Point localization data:

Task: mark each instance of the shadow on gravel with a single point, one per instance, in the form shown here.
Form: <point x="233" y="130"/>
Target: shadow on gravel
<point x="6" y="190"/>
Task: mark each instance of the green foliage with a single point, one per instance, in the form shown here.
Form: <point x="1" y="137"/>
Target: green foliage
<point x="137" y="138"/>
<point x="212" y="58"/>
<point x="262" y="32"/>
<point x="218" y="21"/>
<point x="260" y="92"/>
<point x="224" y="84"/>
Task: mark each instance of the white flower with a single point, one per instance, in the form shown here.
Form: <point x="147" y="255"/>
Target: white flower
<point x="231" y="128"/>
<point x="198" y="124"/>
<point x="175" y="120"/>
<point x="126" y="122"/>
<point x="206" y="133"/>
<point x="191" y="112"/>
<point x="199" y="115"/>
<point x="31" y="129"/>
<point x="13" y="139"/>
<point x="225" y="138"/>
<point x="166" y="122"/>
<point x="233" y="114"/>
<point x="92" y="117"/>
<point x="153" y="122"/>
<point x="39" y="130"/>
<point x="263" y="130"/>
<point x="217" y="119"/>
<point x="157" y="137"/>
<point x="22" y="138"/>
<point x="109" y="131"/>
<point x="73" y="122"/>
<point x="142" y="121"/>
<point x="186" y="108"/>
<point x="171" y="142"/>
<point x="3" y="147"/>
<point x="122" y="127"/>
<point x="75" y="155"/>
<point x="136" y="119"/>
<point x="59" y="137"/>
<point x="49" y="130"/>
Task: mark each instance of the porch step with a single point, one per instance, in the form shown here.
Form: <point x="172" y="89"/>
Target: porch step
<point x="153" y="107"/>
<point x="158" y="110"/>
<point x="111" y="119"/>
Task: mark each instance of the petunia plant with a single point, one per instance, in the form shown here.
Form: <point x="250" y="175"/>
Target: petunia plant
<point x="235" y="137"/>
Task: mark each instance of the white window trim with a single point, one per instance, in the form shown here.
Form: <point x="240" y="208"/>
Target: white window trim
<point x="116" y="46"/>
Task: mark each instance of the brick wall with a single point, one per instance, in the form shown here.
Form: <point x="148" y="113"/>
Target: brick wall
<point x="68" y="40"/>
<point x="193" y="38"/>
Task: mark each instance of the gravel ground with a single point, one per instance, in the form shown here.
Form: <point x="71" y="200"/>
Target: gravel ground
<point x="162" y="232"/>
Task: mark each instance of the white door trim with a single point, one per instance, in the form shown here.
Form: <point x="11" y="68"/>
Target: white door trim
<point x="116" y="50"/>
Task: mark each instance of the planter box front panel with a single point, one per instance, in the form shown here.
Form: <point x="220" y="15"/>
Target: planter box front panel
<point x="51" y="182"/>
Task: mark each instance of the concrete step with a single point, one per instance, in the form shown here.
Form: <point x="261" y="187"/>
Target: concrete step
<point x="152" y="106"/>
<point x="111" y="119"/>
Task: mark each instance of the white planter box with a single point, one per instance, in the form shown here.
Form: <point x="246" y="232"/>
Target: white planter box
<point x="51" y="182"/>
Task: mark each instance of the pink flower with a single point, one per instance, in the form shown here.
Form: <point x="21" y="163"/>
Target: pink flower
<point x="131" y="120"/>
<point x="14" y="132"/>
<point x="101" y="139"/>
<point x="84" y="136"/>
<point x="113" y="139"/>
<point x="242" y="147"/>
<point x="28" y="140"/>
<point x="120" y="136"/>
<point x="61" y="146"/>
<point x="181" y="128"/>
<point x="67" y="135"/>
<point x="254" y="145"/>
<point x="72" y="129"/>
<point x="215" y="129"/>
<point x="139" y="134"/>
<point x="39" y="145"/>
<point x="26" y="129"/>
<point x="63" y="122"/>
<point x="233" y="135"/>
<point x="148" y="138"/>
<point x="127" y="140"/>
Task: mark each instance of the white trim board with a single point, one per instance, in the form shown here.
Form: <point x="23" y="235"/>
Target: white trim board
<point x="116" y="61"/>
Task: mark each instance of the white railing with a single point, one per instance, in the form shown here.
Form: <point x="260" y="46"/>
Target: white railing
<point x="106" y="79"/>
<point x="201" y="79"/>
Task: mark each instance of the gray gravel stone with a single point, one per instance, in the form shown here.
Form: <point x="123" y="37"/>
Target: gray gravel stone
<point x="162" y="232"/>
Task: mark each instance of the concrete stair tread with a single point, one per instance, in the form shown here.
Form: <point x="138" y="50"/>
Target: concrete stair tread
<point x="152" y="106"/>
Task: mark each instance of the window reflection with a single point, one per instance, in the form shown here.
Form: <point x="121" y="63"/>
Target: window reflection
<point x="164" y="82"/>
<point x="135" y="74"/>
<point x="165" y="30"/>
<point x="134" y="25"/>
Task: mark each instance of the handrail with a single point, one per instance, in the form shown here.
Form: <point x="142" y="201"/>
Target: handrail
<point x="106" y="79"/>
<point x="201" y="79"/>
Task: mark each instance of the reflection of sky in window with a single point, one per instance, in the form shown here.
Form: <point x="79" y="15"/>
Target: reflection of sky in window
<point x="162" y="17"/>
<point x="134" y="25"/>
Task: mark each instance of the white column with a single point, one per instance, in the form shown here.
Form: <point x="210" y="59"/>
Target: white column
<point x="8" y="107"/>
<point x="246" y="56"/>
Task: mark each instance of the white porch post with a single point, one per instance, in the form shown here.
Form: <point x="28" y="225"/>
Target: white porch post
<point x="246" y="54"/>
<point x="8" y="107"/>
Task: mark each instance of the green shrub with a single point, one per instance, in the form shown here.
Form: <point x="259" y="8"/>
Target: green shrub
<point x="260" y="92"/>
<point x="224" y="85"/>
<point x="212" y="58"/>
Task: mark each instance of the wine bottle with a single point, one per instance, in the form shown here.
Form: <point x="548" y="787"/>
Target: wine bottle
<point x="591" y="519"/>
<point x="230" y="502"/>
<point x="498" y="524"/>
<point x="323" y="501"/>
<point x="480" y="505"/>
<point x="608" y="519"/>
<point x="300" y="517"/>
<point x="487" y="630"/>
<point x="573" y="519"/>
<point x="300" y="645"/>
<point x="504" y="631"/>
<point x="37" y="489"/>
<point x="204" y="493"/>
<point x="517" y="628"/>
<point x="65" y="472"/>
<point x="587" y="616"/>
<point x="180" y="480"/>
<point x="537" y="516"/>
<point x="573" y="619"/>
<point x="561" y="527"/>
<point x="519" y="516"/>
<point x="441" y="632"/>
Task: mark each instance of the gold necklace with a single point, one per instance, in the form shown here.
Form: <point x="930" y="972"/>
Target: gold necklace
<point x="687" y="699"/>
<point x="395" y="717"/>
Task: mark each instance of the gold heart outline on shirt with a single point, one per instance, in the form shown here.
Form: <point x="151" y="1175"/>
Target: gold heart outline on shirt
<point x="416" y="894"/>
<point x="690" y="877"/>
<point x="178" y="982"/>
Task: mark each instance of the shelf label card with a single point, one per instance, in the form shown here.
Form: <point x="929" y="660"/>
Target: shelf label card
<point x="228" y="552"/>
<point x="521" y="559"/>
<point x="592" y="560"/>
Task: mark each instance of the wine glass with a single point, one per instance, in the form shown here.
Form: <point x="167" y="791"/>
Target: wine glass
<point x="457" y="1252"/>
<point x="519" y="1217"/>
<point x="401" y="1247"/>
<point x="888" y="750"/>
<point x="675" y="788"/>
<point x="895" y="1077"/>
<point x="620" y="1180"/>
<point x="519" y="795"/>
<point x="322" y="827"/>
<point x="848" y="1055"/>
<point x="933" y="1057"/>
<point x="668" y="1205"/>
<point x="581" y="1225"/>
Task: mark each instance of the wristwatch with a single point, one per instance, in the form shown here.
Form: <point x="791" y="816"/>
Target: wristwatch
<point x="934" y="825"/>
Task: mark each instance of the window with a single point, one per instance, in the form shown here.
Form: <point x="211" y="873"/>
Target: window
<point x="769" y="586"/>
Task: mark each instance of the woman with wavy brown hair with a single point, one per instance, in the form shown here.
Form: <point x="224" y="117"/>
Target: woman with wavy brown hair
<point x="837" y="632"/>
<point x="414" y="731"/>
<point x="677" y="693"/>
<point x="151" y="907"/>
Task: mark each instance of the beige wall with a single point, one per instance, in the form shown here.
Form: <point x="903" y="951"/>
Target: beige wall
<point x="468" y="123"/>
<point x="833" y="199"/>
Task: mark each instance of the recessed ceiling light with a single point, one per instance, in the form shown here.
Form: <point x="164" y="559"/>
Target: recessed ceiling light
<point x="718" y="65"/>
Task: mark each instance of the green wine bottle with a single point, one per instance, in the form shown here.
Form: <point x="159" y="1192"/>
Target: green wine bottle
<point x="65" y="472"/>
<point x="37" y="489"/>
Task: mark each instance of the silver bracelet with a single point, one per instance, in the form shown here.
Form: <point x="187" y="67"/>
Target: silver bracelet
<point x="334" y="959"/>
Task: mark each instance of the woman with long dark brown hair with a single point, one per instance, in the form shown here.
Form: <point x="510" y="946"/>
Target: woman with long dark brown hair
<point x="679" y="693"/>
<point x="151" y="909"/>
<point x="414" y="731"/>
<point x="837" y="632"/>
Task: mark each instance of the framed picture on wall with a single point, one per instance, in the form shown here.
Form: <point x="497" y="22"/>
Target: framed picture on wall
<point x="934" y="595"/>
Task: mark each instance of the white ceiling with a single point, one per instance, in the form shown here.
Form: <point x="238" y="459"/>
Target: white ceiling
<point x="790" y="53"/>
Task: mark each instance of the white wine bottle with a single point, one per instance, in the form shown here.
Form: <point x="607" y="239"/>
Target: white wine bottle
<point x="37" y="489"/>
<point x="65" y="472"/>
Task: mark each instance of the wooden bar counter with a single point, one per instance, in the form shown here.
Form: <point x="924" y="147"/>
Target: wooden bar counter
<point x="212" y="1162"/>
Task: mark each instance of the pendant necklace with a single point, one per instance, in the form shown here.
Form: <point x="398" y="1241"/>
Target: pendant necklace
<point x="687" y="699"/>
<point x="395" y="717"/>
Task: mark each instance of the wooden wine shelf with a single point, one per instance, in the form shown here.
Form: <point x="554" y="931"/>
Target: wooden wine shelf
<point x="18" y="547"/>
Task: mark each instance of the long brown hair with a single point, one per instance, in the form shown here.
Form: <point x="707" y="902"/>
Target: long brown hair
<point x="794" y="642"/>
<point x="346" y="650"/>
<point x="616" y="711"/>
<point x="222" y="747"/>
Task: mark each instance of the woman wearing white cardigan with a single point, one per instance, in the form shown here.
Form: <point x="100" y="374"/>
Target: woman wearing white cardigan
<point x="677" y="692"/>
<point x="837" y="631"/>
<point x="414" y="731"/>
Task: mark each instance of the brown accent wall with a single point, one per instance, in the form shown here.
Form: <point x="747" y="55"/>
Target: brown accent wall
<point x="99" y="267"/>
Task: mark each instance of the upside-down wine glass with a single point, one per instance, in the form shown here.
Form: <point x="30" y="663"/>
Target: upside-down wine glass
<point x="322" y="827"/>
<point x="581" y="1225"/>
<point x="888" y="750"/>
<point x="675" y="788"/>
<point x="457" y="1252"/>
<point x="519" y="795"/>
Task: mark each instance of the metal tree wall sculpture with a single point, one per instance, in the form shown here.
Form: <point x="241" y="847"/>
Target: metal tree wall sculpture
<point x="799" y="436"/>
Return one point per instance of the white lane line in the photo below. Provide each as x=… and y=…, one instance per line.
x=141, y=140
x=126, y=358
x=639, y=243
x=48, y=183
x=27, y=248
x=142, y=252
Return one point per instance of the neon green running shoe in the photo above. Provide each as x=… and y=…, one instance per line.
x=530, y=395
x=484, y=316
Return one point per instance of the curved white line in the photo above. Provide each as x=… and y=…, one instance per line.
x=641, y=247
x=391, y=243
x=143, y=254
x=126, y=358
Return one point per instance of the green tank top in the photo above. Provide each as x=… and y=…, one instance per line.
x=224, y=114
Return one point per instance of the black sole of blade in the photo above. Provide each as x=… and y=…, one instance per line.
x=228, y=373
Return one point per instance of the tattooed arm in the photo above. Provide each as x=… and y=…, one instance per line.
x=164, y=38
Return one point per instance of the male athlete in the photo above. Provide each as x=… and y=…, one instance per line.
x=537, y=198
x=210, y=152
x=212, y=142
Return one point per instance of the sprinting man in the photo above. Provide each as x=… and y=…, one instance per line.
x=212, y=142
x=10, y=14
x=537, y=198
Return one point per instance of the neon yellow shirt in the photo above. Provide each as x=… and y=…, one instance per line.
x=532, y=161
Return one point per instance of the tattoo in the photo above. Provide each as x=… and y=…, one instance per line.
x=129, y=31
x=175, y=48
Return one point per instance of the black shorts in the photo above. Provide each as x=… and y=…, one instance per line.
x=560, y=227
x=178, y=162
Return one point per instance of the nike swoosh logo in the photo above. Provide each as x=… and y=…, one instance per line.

TASK DESCRIPTION: Only exact copies of the lines from the one containing "Return one point per instance of the neon yellow" to the end of the records belong in the answer.

OUTPUT:
Return one point per instance of the neon yellow shirt in the photo above. Provide each as x=… and y=…, one instance per line.
x=532, y=161
Return one point per instance of the tattoo in the photo above. Provide each as x=… and y=…, one instance per line.
x=129, y=31
x=175, y=48
Return one point per instance of the black shorts in the photo above. Provide each as x=… and y=…, one instance per line.
x=560, y=227
x=178, y=162
Return one point per instance of the nike swoosh logo in the photo above. Provide each as x=… and y=…, one instance per line.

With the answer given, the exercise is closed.